- [Exercise brief] Find every line in the records that contains the word "puppy", matching case exactly, and copy each such line.

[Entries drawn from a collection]
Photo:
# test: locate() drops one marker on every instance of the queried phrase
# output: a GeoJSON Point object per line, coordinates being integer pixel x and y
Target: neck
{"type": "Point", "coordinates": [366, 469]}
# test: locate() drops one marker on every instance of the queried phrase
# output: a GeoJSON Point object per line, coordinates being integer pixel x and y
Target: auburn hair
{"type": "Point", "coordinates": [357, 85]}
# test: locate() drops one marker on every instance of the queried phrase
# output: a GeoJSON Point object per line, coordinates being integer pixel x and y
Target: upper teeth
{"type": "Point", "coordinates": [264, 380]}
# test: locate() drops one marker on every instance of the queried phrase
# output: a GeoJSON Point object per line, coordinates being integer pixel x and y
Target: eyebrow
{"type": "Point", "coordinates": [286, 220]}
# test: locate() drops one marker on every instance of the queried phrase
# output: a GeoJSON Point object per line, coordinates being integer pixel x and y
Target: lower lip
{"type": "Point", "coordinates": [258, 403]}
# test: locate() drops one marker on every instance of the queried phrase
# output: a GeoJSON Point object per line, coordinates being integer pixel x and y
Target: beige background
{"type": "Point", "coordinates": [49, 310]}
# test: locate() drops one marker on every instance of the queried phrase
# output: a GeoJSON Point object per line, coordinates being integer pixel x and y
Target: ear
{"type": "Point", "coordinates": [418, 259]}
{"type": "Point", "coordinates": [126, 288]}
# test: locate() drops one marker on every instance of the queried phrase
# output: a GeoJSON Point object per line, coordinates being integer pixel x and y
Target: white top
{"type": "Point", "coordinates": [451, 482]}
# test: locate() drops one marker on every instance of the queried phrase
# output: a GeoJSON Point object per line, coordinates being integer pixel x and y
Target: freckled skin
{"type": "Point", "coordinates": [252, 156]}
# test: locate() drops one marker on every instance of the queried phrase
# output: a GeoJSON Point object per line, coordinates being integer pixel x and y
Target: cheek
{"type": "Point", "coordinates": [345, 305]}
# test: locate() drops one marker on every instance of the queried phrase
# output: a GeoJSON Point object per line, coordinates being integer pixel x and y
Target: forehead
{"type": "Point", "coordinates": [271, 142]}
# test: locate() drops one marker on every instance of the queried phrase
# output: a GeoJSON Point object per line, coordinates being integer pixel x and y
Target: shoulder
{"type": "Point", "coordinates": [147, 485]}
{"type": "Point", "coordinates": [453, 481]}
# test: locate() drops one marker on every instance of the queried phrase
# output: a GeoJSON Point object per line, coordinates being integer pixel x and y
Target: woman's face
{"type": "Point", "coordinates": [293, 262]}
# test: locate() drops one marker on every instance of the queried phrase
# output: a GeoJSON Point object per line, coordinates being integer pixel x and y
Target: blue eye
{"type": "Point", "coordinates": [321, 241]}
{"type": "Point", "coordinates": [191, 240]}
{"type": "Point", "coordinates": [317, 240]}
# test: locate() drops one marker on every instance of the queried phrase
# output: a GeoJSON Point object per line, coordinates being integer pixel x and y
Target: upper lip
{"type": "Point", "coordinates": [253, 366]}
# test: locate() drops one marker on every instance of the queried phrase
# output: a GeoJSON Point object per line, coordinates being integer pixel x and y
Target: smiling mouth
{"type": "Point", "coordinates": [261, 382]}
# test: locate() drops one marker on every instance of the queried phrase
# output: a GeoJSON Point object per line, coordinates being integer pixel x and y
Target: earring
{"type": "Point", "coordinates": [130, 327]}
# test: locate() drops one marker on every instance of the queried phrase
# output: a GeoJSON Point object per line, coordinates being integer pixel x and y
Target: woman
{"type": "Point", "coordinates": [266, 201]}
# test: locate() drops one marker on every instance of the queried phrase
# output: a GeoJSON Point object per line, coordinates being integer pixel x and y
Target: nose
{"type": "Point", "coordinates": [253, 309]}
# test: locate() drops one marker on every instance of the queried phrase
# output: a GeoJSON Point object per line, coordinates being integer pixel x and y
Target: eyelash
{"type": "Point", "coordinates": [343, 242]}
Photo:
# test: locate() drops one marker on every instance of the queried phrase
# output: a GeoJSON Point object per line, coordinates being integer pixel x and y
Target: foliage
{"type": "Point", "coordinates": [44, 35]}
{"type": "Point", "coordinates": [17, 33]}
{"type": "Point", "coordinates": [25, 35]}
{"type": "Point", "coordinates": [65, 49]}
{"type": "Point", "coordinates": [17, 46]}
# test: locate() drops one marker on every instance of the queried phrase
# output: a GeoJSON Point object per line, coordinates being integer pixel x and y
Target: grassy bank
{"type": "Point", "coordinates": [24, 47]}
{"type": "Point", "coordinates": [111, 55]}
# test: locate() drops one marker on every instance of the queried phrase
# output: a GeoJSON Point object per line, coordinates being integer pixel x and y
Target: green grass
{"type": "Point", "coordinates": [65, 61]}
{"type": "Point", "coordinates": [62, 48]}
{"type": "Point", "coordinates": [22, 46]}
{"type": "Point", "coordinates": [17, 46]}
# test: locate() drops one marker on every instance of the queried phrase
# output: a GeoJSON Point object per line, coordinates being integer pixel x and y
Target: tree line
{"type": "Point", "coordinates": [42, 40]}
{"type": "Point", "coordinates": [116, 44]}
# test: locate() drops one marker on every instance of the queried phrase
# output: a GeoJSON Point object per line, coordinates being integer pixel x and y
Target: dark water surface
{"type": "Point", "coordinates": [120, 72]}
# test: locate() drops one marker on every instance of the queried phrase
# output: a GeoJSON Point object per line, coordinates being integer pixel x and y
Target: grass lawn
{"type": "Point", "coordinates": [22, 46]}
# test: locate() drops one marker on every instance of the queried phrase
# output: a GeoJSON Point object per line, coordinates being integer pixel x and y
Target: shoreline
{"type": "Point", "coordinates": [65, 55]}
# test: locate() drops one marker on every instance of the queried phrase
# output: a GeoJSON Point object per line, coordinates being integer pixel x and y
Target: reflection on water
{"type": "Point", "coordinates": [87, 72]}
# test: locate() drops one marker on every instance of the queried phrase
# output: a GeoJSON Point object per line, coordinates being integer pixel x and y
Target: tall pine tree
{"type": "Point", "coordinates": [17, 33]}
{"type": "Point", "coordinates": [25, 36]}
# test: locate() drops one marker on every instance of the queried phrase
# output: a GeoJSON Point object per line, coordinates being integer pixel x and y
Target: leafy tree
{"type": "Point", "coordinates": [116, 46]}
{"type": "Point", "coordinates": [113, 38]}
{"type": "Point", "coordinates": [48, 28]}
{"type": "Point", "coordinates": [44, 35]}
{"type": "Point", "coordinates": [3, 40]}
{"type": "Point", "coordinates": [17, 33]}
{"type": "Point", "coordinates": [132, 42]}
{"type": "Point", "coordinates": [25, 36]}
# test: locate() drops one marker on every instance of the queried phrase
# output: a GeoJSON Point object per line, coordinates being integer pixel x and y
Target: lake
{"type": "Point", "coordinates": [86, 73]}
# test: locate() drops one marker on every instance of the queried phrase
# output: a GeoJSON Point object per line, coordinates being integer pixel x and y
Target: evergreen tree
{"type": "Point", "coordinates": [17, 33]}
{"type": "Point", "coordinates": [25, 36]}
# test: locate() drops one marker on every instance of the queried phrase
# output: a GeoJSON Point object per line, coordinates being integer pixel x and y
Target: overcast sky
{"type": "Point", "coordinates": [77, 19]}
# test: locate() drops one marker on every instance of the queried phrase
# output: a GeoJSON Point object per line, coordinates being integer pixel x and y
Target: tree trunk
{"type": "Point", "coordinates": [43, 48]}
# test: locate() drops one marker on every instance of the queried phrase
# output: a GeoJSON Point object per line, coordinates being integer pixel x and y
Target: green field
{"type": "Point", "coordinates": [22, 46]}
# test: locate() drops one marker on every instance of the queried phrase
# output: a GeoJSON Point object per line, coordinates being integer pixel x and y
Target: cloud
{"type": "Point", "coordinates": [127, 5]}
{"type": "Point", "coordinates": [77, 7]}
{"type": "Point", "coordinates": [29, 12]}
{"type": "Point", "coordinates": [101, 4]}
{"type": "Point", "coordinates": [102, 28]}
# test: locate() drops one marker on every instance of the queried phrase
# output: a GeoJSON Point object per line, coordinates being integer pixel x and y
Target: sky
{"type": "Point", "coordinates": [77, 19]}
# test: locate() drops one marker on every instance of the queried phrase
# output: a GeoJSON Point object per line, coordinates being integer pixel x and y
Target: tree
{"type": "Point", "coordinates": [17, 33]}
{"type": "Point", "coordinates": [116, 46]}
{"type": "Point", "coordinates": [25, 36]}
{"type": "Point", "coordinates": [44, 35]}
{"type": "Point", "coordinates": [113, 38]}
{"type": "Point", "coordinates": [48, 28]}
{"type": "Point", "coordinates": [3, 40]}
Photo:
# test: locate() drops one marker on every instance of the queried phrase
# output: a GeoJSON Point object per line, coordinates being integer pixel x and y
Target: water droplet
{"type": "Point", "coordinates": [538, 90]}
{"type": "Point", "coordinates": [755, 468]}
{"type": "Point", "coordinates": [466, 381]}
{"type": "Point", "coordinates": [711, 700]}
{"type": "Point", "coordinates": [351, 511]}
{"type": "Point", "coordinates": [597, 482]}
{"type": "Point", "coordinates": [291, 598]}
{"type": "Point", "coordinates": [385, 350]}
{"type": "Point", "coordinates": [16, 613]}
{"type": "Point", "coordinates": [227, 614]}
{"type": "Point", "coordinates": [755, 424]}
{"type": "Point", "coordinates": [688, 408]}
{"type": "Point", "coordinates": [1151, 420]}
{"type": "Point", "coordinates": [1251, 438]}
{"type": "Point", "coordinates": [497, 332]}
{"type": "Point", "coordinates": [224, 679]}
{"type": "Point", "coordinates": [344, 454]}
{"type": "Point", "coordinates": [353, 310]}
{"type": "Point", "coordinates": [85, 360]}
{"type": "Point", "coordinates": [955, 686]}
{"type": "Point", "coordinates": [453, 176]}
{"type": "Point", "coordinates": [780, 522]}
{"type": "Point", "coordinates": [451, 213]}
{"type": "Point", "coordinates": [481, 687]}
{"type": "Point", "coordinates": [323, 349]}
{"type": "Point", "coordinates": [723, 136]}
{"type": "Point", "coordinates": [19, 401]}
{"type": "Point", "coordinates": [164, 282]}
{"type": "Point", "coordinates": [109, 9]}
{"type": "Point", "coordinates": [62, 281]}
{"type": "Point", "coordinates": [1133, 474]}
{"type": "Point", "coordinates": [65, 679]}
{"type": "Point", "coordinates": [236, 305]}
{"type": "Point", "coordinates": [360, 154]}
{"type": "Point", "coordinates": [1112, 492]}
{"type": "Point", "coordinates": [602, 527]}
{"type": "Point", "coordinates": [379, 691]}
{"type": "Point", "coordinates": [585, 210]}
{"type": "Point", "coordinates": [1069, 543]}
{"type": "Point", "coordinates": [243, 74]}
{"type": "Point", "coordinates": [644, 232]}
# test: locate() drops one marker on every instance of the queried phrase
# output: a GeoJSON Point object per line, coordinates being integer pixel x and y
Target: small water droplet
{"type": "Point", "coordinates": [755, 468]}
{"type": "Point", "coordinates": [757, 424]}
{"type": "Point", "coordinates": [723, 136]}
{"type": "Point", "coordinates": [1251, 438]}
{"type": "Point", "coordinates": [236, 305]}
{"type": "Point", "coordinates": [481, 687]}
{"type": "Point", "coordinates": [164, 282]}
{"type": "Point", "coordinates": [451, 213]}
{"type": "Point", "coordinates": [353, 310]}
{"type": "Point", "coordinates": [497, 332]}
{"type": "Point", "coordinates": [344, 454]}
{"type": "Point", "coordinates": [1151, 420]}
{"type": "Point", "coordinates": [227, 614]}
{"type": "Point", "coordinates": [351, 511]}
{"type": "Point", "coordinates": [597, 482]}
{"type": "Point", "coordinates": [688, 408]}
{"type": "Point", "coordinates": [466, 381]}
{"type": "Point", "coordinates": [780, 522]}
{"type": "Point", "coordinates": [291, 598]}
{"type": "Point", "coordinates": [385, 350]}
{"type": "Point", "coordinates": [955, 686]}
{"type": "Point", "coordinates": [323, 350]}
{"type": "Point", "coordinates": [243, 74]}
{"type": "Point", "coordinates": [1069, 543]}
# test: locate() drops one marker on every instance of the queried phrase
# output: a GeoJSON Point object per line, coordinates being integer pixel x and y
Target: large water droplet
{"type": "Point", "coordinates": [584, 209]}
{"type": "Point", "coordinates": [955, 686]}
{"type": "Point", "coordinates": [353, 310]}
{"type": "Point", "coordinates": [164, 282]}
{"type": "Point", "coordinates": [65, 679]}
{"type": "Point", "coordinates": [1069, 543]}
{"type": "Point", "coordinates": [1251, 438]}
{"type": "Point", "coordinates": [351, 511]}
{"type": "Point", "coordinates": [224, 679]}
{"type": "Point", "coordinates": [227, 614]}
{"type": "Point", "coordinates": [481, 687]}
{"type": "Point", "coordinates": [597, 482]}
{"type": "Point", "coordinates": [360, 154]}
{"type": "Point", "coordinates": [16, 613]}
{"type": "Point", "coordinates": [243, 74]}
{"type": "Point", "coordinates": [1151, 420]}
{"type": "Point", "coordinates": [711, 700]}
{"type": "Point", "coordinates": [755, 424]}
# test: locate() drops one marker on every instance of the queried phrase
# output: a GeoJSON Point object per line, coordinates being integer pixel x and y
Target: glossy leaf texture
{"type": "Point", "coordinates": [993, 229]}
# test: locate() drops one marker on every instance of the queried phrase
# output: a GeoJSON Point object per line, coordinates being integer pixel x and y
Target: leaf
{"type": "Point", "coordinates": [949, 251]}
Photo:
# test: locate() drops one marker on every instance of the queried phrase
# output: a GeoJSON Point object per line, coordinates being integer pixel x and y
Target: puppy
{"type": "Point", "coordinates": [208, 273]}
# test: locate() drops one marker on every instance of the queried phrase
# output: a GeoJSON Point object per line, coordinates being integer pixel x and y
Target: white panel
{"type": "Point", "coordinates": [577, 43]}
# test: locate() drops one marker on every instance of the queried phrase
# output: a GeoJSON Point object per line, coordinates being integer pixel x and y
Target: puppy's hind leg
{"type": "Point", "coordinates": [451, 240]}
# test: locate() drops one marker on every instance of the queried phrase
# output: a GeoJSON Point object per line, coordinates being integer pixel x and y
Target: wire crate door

- [Answer to the task]
Target: puppy
Target: puppy's hind leg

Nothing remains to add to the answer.